## [QUESTIONS TO ANSWER]
• A. In the July 13 history list below, for how long did the 1977 power blackout paralyze New York City?
• B. Reproduce word for word the part of the July 13 history list below that runs from "In 1942 actor" to "in Los Angeles.".

## [READING TEXT]
══════════════════════════════

On July 13, 1863, violent protests against the Civil War military draft erupted in New York. (In three days of rioting, about 1,000 people died.)
In 1886 Rev. Edward Flanagan, founder of Girls and Boys Town, was born near Ballymoe, County Roscommon, Ireland.
In 1942 actor Harrison Ford was born in Chicago.
In 1960 John Kennedy won the Democratic presidential nomination at the party’s convention in Los Angeles.
In 1977 a power blackout virtually paralyzed New York City for 25 hours.
In 1978 Lee Iacocca was fired as president of Ford Motor Co. by Chairman Henry Ford II.
In 1985, Live Aid, an international rock concert in London and Philadelphia, took place to raise money for African famine relief. Also, before his surgery for colon cancer, President Ronald Reagan transferred power temporarily to Vice President George H.W. Bush; it was the first time the Constitution’s presidential disability clause was invoked.
In 1994 Tonya Harding’s ex-husband, Jeff Gillooly, was sentenced in Portland, Ore., to 2 years in prison for his role in the attack on Harding’s skating rival, Nancy Kerrigan.
In 1995 Chicago’s high temperature for the day reached 106 degrees, breaking a 61-year record and beginning the second-hottest summer in city history. (When the heat wave ended four days later, 521 Cook County deaths were blamed on the weather. A September report blamed more than 700 deaths on the heat in the city alone.)
In 1998 a jury in Poughkeepsie, N.Y., ruled that Al Sharpton had defamed a former prosecutor by accusing him of raping Tawana Bradley.
In 2001 Beijing was awarded the 2008 Olympics.
In 2003 Cuban musician Compay Segundo died in Havana; he was 95.
In 2005 former WorldCom Inc. boss Bernard Ebbers was sentenced to 25 years in prison for leading the largest corporate fraud in U.S. history.

══════════════════════════════

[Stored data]
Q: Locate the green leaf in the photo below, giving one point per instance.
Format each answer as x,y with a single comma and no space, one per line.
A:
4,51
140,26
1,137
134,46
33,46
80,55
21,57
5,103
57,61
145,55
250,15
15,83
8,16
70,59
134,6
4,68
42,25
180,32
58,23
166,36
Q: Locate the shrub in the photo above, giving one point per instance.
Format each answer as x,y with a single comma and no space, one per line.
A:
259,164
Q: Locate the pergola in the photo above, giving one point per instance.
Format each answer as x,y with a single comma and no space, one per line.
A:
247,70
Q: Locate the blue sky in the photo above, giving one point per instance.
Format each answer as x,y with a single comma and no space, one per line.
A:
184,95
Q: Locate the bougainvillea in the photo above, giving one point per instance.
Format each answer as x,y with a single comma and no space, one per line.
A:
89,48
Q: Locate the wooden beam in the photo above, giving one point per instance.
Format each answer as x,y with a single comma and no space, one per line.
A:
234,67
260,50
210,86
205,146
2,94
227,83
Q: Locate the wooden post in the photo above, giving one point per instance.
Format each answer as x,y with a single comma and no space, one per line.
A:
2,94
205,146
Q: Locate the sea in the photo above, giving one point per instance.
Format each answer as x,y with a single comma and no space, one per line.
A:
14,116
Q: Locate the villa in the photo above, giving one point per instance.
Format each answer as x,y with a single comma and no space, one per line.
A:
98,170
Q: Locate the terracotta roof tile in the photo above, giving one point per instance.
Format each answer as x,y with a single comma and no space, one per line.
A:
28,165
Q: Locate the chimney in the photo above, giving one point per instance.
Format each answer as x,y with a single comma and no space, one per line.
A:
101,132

══════════════════════════════

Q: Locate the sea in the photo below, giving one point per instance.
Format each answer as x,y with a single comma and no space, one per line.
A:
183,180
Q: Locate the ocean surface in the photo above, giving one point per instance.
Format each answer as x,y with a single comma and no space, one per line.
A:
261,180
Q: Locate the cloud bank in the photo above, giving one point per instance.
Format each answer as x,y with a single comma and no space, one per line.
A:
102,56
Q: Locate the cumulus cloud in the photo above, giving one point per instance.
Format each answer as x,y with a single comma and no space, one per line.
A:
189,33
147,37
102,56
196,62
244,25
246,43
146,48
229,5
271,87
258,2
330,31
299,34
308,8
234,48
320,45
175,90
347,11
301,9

══════════════════════════════

## [RESULTS OF THE EXERCISE]
• A. For 25 hours.

• B.
In 1942 actor Harrison Ford was born in Chicago.
In 1960 John Kennedy won the Democratic presidential nomination at the party’s convention in Los Angeles.